**任务要求**
把下方列表改写成 Markdown 表格，设"序号"和"内容"两列，每行一条，空行不计。表格中不要包含图片。

**任务材料**
======
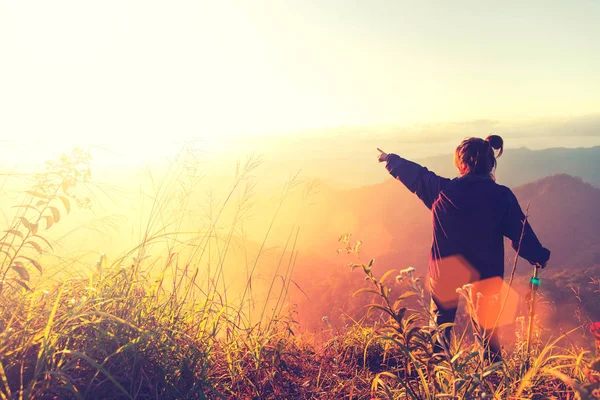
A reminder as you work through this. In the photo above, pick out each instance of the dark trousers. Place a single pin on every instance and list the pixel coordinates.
(446, 312)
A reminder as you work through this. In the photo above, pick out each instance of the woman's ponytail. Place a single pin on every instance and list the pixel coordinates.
(477, 156)
(496, 143)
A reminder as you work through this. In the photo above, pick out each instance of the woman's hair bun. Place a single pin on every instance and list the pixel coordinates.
(496, 143)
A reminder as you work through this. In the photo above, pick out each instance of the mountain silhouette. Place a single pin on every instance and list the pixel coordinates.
(520, 166)
(396, 230)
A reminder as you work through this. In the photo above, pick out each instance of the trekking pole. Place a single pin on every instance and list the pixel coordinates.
(533, 288)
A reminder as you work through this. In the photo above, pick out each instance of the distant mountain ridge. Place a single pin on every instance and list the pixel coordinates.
(395, 228)
(520, 166)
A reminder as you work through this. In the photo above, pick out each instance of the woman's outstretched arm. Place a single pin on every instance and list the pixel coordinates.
(419, 180)
(522, 237)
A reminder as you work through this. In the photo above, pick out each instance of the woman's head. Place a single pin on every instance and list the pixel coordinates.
(476, 156)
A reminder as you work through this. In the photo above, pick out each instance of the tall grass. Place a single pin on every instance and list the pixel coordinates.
(154, 322)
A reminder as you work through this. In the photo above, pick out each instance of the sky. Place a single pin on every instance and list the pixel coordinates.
(137, 79)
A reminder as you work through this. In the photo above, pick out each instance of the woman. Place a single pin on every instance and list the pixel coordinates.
(471, 216)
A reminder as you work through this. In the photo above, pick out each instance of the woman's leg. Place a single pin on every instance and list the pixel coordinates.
(444, 312)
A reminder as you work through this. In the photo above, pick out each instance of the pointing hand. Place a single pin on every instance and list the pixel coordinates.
(382, 155)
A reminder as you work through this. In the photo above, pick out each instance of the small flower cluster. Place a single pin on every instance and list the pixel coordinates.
(405, 272)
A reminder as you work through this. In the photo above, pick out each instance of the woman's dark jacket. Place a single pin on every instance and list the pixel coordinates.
(471, 215)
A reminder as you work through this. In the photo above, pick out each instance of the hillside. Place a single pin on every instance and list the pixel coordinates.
(520, 166)
(396, 230)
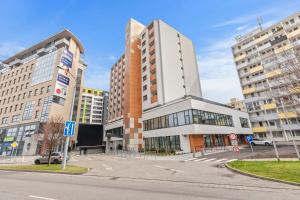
======
**参考答案**
| 序号 | 内容 |
|---|---|
| 1 | A reminder as you work through this. In the photo above, pick out each instance of the dark trousers. Place a single pin on every instance and list the pixel coordinates. |
| 2 | (446, 312) |
| 3 | A reminder as you work through this. In the photo above, pick out each instance of the woman's ponytail. Place a single pin on every instance and list the pixel coordinates. |
| 4 | (477, 156) |
| 5 | (496, 143) |
| 6 | A reminder as you work through this. In the photo above, pick out each instance of the woman's hair bun. Place a single pin on every instance and list the pixel coordinates. |
| 7 | (496, 143) |
| 8 | A reminder as you work through this. In the photo above, pick out each instance of the mountain silhouette. Place a single pin on every instance and list the pixel coordinates. |
| 9 | (520, 166) |
| 10 | (396, 230) |
| 11 | A reminder as you work through this. In the photo above, pick out each instance of the trekking pole. Place a single pin on every instance and list the pixel coordinates. |
| 12 | (533, 288) |
| 13 | A reminder as you work through this. In the photo above, pick out each instance of the distant mountain ridge. Place a single pin on every instance and list the pixel coordinates. |
| 14 | (395, 228) |
| 15 | (520, 166) |
| 16 | A reminder as you work through this. In the photo above, pick out each instance of the woman's outstretched arm. Place a single pin on every instance and list the pixel coordinates. |
| 17 | (419, 180) |
| 18 | (522, 237) |
| 19 | A reminder as you work through this. In the photo above, pick out each instance of the woman's head. Place a single pin on every instance and list the pixel coordinates. |
| 20 | (476, 156) |
| 21 | A reminder as you work through this. In the photo above, pick out each instance of the tall grass. Place a single pin on every instance and list the pixel coordinates. |
| 22 | (154, 322) |
| 23 | A reminder as you work through this. In the photo above, pick out each instance of the sky. Place a single pin on every instance and list the pixel coordinates. |
| 24 | (137, 79) |
| 25 | A reminder as you work through this. In the photo above, pick out each instance of the woman. Place a single pin on every instance and list the pixel coordinates. |
| 26 | (471, 216) |
| 27 | A reminder as you work through this. In the photo above, pick out each instance of the woman's leg. Place a single pin on every instance and list the pixel coordinates. |
| 28 | (444, 312) |
| 29 | A reminder as you work through this. In the photo above, pick out each instance of the pointing hand. Place a single pin on every instance and list the pixel coordinates. |
| 30 | (382, 155) |
| 31 | A reminder as you work through this. In the photo above, pick out each instance of the small flower cluster. Place a single pin on every instance and list the pixel coordinates. |
| 32 | (405, 272) |
| 33 | A reminder as you work through this. In the photo above, pick out each instance of the woman's dark jacket. Place a single pin on every instance and list the pixel coordinates. |
| 34 | (471, 215) |
| 35 | A reminder as you work through this. In the photo above, pick out each instance of the hillside. Place a single pin on every instance and list the pixel coordinates. |
| 36 | (520, 166) |
| 37 | (396, 230) |